Exercise aim
Switch every "instance" in the entries below to "object" and write the entries out again with nothing else changed. Leave the pictures out.
-------- Entries
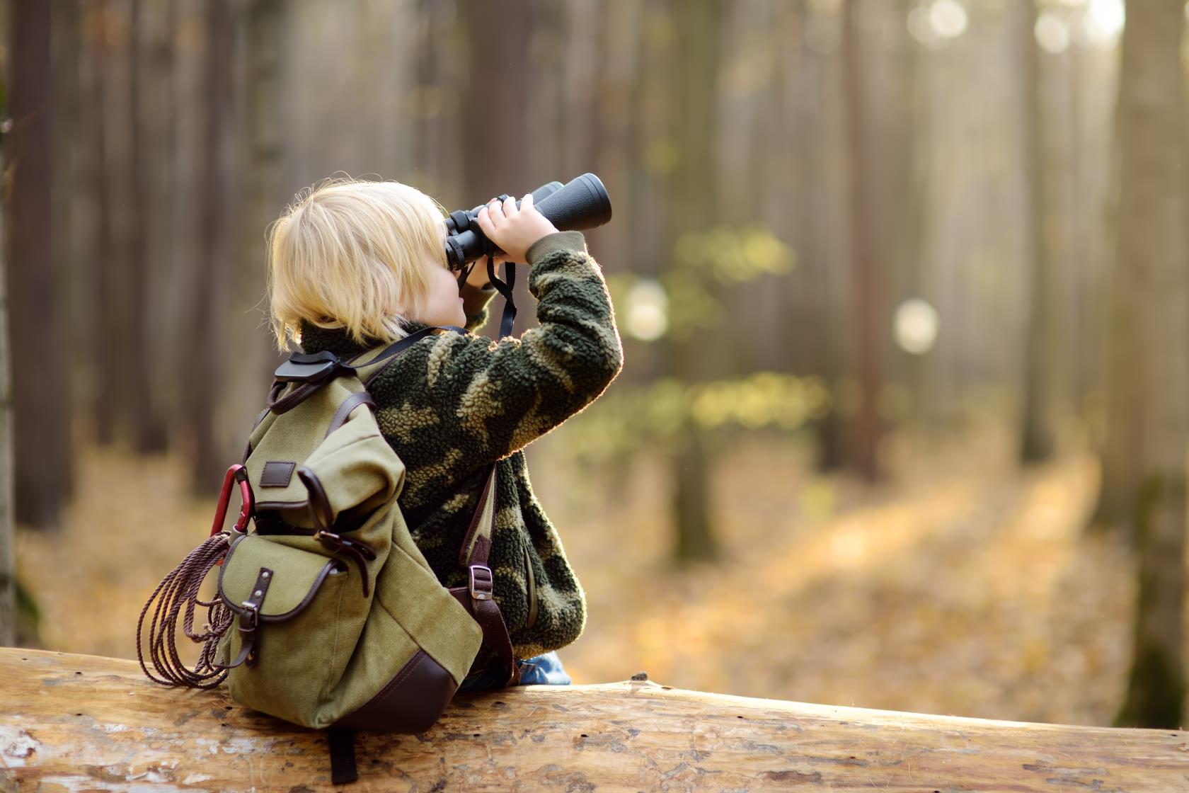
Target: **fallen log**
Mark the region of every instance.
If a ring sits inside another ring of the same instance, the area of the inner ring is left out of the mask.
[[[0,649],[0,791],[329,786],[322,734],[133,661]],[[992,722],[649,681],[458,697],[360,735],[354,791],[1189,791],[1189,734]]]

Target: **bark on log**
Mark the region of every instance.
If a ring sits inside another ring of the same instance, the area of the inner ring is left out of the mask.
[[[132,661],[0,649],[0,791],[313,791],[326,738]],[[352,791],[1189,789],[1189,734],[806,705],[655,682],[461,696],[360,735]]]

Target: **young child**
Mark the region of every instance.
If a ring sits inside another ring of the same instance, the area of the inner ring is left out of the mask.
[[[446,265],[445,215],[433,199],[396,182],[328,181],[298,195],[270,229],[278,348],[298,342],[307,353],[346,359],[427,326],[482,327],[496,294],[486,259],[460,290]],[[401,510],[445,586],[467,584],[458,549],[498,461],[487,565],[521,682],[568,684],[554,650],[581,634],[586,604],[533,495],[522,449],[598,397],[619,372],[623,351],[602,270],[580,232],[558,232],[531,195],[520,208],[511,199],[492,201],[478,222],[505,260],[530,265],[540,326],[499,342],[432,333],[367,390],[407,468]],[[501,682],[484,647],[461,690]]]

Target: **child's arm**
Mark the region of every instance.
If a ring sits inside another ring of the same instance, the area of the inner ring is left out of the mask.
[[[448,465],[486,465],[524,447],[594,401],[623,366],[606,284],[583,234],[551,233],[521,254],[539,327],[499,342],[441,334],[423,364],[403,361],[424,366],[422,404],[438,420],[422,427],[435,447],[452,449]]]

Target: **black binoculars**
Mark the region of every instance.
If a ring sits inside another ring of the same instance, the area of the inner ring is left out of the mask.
----------------
Solved problem
Target: **fallen log**
Mark the region of every object.
If a ring sits inside another ring of the same object, the area of the inner ring is left out of the mask.
[[[0,649],[0,791],[329,786],[322,734],[133,661]],[[992,722],[649,681],[458,697],[360,735],[354,791],[1189,791],[1189,734]]]

Target: **bark on log**
Mark the region of every object.
If a ring sits inside another ring of the same object, the area of the inner ring is left out of the mask.
[[[132,661],[0,649],[0,791],[313,791],[326,738]],[[352,791],[1189,789],[1189,734],[806,705],[655,682],[461,696],[360,735]]]

Target: **young child**
Mark the region of every object.
If a ring sits inside another ring of the same object, the area of the inner ring is left out of the mask.
[[[446,265],[445,215],[433,199],[396,182],[328,181],[298,195],[270,229],[278,348],[298,342],[307,353],[346,359],[427,326],[482,327],[496,294],[486,259],[460,290]],[[401,510],[445,586],[467,584],[458,549],[498,461],[487,565],[521,682],[568,684],[554,650],[581,634],[586,604],[533,495],[522,449],[598,397],[619,372],[623,351],[602,270],[580,232],[558,232],[531,195],[520,208],[511,199],[492,201],[478,222],[505,260],[530,265],[540,326],[499,342],[432,333],[367,390],[407,468]],[[501,682],[484,647],[461,690]]]

Target: **child's arm**
Mark the region of every object.
If a ring sits inside another ring of the same object, the area of the inner ring is left out of the mask.
[[[448,465],[486,465],[524,447],[594,401],[623,366],[606,284],[583,234],[551,233],[521,254],[539,327],[499,342],[441,334],[423,364],[403,361],[424,366],[422,404],[438,420],[422,427],[435,447],[452,449]]]

Target: **black binoculars**
Mark the region of every object.
If a ring sits inside another ring of the same object, the area of the inner ring is left out of the mask.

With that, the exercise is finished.